**Directions for this task:** Establish how many lines in the entries hold the string "suspension". The number by itself is the whole answer.

(Records from a collection)

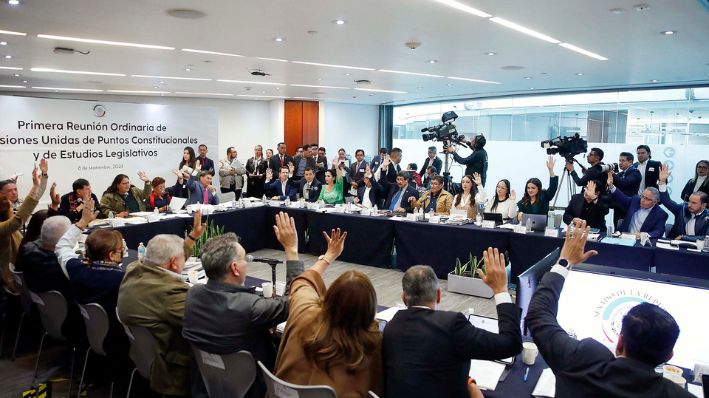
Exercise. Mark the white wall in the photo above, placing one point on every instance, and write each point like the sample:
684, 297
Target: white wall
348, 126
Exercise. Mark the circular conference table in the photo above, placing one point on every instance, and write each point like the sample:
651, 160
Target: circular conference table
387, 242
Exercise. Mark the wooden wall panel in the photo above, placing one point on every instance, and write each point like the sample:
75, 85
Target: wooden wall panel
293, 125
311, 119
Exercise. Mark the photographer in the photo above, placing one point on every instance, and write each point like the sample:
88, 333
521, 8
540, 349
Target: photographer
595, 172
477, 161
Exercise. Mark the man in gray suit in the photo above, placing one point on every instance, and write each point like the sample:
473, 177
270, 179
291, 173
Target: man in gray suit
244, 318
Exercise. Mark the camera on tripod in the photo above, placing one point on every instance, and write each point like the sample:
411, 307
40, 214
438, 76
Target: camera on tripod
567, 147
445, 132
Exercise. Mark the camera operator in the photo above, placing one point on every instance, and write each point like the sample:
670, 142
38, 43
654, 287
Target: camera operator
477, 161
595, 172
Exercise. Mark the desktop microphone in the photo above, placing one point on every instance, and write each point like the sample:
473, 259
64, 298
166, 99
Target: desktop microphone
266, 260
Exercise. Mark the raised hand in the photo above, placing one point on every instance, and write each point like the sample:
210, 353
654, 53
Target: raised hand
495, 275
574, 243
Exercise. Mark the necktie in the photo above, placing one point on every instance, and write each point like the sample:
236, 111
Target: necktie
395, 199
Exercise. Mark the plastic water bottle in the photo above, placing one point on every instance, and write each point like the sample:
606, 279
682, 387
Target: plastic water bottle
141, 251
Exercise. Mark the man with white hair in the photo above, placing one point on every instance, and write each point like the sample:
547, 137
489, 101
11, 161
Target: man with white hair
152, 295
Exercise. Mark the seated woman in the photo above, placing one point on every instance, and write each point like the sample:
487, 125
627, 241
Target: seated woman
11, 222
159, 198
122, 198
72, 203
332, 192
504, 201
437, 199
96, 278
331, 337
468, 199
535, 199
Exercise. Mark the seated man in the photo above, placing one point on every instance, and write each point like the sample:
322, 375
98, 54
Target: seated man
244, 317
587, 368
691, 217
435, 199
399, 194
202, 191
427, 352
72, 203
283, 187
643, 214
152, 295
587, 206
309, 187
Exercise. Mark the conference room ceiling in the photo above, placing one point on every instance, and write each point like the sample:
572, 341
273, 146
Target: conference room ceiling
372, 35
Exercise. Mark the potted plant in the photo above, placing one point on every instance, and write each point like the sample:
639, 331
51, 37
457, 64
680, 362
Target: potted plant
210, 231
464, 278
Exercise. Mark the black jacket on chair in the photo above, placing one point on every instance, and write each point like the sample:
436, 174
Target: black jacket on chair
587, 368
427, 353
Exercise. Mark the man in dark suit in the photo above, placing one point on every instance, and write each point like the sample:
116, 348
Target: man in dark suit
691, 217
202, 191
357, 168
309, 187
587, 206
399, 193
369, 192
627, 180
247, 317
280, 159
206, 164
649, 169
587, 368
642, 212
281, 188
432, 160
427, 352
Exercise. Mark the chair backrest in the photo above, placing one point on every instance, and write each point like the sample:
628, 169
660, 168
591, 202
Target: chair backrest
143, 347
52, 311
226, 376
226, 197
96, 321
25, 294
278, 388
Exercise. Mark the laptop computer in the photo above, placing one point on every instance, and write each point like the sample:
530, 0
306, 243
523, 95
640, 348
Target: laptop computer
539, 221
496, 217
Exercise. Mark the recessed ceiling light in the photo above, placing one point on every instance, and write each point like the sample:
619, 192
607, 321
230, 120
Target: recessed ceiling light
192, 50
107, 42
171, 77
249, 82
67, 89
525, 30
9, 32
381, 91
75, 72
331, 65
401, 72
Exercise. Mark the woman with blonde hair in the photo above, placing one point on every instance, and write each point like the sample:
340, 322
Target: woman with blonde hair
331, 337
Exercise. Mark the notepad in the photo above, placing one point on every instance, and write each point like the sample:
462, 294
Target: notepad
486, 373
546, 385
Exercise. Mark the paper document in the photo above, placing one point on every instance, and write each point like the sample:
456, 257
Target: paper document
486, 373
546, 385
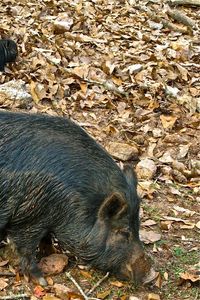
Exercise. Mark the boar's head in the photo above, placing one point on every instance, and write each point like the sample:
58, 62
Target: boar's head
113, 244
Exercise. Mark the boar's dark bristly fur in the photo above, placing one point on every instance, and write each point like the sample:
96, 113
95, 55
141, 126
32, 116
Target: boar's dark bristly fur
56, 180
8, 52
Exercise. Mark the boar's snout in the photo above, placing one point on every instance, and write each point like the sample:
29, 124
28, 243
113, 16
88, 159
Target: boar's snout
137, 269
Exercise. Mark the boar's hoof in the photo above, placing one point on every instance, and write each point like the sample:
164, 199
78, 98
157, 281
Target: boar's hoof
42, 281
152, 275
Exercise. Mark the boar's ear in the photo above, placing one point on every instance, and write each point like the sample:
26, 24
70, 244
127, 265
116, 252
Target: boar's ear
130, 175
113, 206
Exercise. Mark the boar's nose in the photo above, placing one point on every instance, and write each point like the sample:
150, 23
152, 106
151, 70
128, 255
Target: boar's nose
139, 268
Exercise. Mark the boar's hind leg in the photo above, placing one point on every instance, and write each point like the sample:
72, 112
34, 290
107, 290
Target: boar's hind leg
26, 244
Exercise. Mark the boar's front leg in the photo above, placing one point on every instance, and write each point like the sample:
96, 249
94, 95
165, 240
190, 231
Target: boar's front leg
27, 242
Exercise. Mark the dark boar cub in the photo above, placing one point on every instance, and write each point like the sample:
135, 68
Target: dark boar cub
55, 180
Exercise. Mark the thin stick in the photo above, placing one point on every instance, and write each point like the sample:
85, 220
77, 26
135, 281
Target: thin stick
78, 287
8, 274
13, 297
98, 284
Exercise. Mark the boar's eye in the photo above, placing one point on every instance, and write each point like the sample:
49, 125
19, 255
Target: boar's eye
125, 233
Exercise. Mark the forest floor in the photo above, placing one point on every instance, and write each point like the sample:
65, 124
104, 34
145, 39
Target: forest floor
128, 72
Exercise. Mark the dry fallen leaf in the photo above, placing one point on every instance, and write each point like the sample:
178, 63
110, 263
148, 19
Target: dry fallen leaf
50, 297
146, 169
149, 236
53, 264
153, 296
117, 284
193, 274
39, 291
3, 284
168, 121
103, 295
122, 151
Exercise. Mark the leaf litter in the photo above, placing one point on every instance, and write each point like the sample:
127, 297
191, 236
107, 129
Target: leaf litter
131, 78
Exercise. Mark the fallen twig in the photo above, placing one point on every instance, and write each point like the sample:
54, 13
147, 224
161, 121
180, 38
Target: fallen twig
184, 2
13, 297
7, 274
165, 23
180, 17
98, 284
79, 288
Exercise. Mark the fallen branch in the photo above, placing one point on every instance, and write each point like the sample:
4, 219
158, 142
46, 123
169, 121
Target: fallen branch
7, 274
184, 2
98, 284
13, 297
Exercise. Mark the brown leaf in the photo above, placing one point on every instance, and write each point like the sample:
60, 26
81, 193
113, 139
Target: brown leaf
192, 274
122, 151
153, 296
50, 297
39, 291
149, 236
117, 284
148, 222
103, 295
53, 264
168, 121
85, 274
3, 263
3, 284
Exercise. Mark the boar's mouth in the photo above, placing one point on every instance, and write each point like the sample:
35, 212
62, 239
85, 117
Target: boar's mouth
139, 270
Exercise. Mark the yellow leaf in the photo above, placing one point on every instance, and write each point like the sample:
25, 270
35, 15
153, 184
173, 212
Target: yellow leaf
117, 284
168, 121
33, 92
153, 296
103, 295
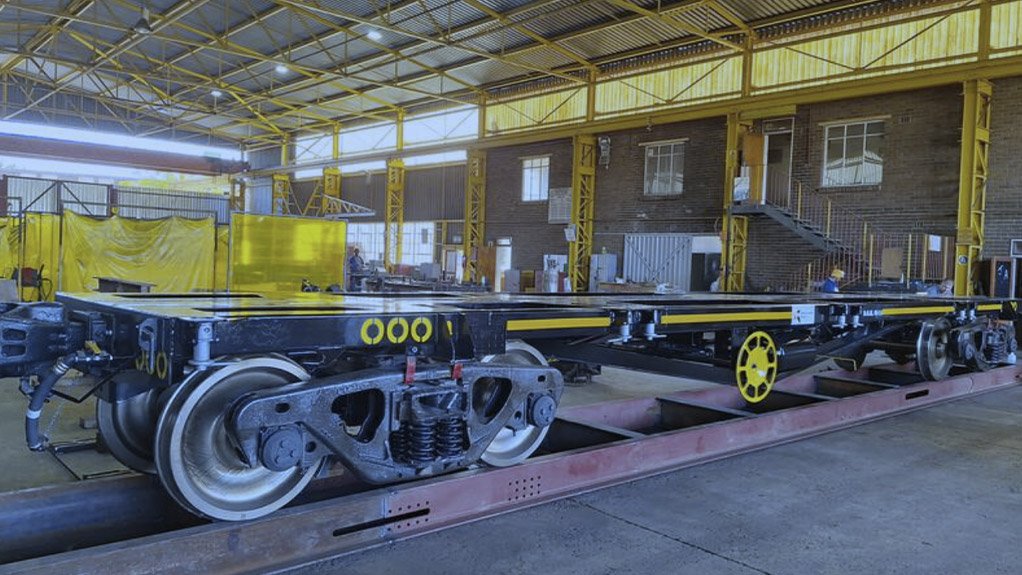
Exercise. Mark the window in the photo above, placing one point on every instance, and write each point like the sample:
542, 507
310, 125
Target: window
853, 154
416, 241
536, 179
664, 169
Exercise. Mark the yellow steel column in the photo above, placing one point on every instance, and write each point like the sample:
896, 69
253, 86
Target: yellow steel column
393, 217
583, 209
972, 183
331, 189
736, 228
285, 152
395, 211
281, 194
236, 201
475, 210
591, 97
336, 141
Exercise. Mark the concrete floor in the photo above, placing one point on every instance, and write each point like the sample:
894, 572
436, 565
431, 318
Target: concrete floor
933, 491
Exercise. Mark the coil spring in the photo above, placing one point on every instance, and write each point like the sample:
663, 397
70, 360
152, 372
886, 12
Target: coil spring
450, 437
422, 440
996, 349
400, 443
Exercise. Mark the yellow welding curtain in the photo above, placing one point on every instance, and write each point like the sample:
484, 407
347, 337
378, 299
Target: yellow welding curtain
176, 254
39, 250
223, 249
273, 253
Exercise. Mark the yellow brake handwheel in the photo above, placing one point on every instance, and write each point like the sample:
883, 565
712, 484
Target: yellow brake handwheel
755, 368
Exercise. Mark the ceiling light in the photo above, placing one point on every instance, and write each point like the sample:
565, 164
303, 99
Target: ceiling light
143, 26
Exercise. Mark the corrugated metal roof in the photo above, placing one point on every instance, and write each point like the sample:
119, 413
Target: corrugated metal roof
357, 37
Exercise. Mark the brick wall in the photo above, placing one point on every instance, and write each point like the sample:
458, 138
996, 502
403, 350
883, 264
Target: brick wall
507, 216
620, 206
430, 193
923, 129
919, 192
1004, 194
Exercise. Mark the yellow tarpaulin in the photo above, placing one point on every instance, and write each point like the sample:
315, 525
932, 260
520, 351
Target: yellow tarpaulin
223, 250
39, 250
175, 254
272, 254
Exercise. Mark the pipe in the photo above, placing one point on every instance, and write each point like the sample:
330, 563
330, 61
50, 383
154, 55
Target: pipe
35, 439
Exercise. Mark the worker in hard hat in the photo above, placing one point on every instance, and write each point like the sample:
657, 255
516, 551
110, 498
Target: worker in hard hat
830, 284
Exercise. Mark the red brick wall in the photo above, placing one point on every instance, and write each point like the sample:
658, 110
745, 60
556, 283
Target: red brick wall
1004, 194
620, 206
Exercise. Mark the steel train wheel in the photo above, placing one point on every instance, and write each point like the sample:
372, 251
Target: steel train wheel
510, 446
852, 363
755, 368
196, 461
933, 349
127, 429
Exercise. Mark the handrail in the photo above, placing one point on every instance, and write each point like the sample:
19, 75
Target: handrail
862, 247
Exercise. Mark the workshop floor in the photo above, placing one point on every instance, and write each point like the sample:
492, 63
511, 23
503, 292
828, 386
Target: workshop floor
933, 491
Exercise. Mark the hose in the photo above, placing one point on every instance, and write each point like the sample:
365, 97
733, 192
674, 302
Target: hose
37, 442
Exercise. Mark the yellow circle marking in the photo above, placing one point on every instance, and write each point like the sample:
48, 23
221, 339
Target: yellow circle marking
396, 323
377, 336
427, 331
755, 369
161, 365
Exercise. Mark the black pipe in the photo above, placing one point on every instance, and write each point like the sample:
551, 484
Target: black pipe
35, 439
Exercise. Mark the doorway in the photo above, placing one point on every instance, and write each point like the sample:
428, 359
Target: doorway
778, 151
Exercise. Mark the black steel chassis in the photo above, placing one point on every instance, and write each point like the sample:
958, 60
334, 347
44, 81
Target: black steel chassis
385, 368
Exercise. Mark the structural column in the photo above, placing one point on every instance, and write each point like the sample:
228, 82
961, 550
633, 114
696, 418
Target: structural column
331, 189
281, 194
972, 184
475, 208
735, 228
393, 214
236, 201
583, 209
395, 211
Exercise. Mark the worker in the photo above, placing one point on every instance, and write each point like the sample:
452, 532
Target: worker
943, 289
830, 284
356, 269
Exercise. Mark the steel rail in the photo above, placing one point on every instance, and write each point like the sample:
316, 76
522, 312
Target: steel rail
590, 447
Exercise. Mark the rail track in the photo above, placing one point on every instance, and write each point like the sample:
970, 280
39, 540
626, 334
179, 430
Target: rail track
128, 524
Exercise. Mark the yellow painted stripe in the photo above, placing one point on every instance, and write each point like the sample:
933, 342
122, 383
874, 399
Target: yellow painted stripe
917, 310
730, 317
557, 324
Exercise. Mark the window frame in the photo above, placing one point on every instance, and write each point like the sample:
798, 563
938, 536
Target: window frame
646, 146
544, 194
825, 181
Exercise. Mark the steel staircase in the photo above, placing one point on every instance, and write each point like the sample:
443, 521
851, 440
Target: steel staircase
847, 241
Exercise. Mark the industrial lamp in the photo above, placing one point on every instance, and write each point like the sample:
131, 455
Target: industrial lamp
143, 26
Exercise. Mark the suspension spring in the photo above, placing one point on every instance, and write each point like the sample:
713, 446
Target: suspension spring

**Solved exercise:** 2